**Work request:** The entries below should be set down again exactly, with every picture left out.

**Data shown:**
--------

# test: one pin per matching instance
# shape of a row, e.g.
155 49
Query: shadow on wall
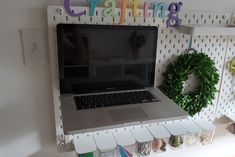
26 112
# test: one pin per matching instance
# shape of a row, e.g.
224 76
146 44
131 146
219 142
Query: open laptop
107 77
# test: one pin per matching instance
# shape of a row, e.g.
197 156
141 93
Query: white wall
26 109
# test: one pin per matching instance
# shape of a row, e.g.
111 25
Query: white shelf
84 143
207 30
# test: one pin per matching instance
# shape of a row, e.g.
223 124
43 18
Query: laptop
107 76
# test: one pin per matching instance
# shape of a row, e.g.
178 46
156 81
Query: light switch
34 44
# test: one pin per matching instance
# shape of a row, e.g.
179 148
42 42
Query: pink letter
69 11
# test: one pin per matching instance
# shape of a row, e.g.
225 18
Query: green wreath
176 74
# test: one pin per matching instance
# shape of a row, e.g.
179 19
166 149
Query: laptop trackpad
127 114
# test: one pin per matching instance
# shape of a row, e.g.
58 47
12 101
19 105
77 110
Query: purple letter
69 11
173 20
93 4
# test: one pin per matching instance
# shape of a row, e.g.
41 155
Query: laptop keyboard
113 99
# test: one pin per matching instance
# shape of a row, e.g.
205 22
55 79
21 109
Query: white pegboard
170 45
226 103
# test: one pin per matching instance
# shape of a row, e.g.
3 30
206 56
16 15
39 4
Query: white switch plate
34 44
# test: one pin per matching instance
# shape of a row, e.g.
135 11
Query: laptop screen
100 58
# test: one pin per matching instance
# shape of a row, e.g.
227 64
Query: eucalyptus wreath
203 67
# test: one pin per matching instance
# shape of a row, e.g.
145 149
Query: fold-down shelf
206 30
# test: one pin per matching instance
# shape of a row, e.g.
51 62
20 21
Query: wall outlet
34 44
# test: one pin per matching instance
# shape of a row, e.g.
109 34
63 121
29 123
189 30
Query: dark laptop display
98 58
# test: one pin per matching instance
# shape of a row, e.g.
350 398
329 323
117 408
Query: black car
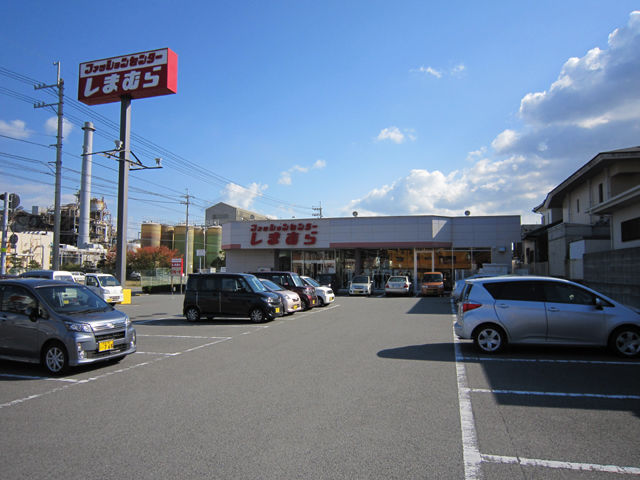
229 294
292 281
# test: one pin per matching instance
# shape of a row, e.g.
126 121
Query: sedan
498 311
360 285
290 300
398 286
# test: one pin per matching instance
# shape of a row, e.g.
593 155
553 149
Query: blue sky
384 108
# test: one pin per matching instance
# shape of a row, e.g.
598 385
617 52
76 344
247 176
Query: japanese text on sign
140 75
289 233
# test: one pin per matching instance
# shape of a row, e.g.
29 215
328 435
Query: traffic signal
14 200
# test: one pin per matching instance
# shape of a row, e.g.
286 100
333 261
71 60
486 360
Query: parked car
432 284
49 274
459 285
290 300
78 277
60 324
292 281
329 280
325 294
106 286
398 286
229 294
498 311
360 285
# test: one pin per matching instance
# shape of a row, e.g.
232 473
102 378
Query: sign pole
123 189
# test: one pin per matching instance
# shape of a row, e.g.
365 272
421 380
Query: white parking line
541 360
588 467
556 394
470 452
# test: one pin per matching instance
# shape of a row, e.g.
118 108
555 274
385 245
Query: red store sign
289 233
139 75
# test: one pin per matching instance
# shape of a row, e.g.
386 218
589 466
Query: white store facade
345 246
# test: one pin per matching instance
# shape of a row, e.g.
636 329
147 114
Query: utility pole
56 208
186 235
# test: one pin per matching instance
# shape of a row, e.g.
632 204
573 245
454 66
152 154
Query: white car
325 294
105 286
360 285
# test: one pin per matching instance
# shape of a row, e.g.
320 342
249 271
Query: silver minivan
60 325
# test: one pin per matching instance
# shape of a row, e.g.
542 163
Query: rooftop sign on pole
139 75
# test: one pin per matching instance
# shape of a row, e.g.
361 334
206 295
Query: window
630 230
17 299
564 293
600 193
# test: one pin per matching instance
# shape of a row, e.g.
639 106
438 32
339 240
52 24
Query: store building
408 245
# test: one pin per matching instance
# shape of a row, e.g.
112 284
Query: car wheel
193 314
625 341
257 315
55 359
490 338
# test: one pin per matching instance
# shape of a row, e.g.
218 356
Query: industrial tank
214 244
198 244
179 237
166 236
150 235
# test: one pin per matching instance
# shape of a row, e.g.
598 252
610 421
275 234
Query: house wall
617 218
615 274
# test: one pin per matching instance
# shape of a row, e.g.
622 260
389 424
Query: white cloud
593 106
15 129
243 197
286 178
392 133
51 127
429 70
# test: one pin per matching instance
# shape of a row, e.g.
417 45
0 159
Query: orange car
432 284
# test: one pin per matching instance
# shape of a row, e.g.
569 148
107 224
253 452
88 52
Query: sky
381 108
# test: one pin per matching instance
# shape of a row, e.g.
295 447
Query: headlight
79 327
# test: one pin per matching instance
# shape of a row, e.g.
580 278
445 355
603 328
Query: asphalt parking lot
365 388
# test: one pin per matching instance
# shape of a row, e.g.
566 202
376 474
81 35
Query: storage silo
214 244
179 237
166 236
150 235
198 244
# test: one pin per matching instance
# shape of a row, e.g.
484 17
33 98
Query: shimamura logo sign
139 75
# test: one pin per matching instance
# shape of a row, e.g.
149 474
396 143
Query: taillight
467 306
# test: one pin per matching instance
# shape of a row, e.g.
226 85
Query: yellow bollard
127 296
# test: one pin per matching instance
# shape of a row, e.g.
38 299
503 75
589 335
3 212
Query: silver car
60 324
546 311
291 302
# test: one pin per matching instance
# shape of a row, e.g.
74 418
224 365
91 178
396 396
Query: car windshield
398 279
108 281
312 282
255 284
71 299
432 277
271 286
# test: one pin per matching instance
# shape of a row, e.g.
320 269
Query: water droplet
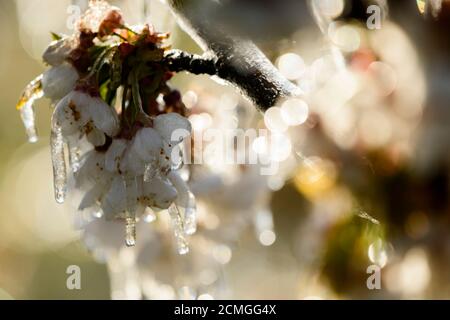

--------

**Exercise output:**
# test: one pin per matching instance
# shape of a row, e.g.
155 49
Query: shadow on wall
26 112
# test: one pin per matching instance
# shape of a row, e.g.
224 76
146 44
131 146
219 142
Query: open laptop
107 77
# test: one pin per matching instance
# shape of a row, e.g.
197 156
141 93
Query: white wall
26 109
# test: one pin per matching instance
# shape of a row, e.g.
111 25
Query: white shelf
84 143
207 30
# test: one pin per matching instance
# shape of a row, e.g.
223 124
43 18
Query: laptop
107 76
# test: one pin per matching instance
# shape of a row, e.g.
178 46
156 81
Query: light switch
34 44
# test: one pin per matching instance
# shape of a row, e.g.
179 148
42 42
Query: pink letter
69 11
# test: one pin per matching instance
# shape of a row, e.g.
225 18
Query: green wreath
176 74
# test: one pin per matching instance
# shape of a row, e.g.
179 19
166 149
Query: laptop trackpad
127 114
# test: one pin per matching instance
# shape of a row, e.g.
58 47
12 101
19 105
77 110
Query: purple letter
69 11
173 20
93 4
# test: one pin per matching instance
# shape of a row, e.g.
41 155
Query: laptop keyboard
113 99
# test: one pin per matching instance
# shape of a row, e.g.
205 22
55 79
21 109
Query: white pegboard
170 45
226 103
# test: one pin per matching instance
# shape of a row, e.g.
3 30
206 56
16 15
39 4
Query: white switch plate
34 44
# test: one pin per matching instance
# shape of a row, e.g.
135 11
Query: laptop screen
100 58
# test: one pin per matching instance
# shape of a row, e.g.
227 64
Query: eucalyptus wreath
203 67
# test: one pin per matching instance
# shape of a row, e.g.
145 149
Query: fold-down shelf
206 30
# test: one pin per matching instance
# shape of a row, e.g.
51 62
20 21
Query: wall outlet
34 44
# test: one pin per matching instance
# shape of a row, e.g.
109 34
63 121
29 123
189 30
Query: dark laptop display
98 58
# test: one pin per matching instance
# shape of a row, e.g.
350 398
329 323
117 408
Query: black car
229 294
292 281
# test: one pin per matching instance
# shape of a row, e.g.
126 121
Query: sedan
498 311
360 285
290 300
398 286
# test: one pin per matching instance
# shape of a row, e.g.
593 155
553 149
Query: blue sky
384 108
# test: one pin per matching instance
# shape of a row, e.g.
598 385
617 52
76 344
247 176
Query: japanese text on sign
140 75
289 233
# test: one pin per matching instance
# shape of a row, e.g.
29 215
328 435
Query: traffic signal
14 200
# test: one pin per matching instance
# shape of a row, e.g.
286 100
333 261
71 60
486 360
Query: parked car
432 284
49 274
459 285
290 300
78 277
60 324
292 281
329 280
325 294
106 286
398 286
229 294
498 311
360 285
# test: one pin per matching instance
# shape of a row, e.g.
232 473
102 378
Query: sign pole
123 189
# test: one pin per matching instance
# shape of a row, e.g.
365 272
421 380
Query: white parking line
541 360
588 467
556 394
470 452
# test: one pin per matching instance
# shape of a row, e.g.
118 108
555 274
385 245
Query: red store sign
289 233
139 75
# test: one pin per matching instance
# shape of a row, e.g.
386 218
589 466
Query: white store facade
345 246
# test: one pin per matching instance
# shape of a row, e.g.
636 329
147 114
Query: utility pole
56 208
186 235
# test: one pin per matching instance
# shape of a row, e.g.
632 204
573 245
454 66
152 154
Query: white car
325 294
105 286
360 285
# test: one pin per matching instance
# shape of a row, e.g.
320 342
249 271
Query: silver minivan
60 325
# test: one pin per matching instance
# shape of a row, e.g.
542 163
Query: rooftop sign on pole
139 75
# test: one pin per matching instance
# shape of a row, e.g.
361 334
206 295
Query: window
630 230
17 299
564 293
600 193
# test: one pin per matching instance
# shape of a row, e.g.
639 106
438 32
339 240
52 24
Query: store building
408 245
# test: one pin per matching instance
# shape of a row, e.g.
112 284
Query: car wheel
193 314
625 341
257 315
55 359
490 338
# test: one pin per matching instance
# shape of a row, e.g.
218 356
Query: industrial tank
214 244
198 244
179 237
166 236
150 235
# test: one pin per matching instance
# shape of a row, e.g.
598 252
610 421
275 234
Query: house wall
617 218
615 274
# test: one pin per matching instance
# shape of a row, e.g.
622 260
389 424
Query: white cloud
593 106
15 129
243 197
286 178
392 133
51 127
429 70
# test: one pin per matching instance
# shape of a row, e.g.
417 45
0 159
Query: orange car
432 284
# test: one pin per matching instance
# shape of a row, e.g.
569 148
107 224
253 452
88 52
Query: sky
381 108
# test: one pin per matching instance
# shape of a row, e.g.
295 447
Query: headlight
79 327
# test: one pin per matching instance
# shape of a row, e.g.
580 278
445 355
603 328
Query: asphalt parking lot
365 388
# test: one pin per matching instance
# shape of a row, e.g.
566 202
376 474
81 35
Query: storage silo
214 244
179 237
166 236
150 235
198 244
# test: one pin per matching instance
# shape of a row, e.g.
484 17
33 98
Query: shimamura logo sign
139 75
# test: one pin per matching instance
# shape of a row, e.g.
149 474
396 143
Query: taillight
467 306
# test: one pin per matching instance
# shape of a row, e.g.
226 85
Query: yellow bollard
127 296
# test: one pin per matching instance
# shape of a row, e.g.
38 299
503 75
589 335
3 212
Query: silver car
60 324
546 311
291 302
# test: one pin per matching instance
# shape of a row, e.g.
74 418
224 365
91 178
396 396
Query: car windshield
398 279
108 281
312 282
255 284
71 299
432 277
271 286
# test: one pin per matching instance
# shape of a row, e.g.
320 269
Query: water droplet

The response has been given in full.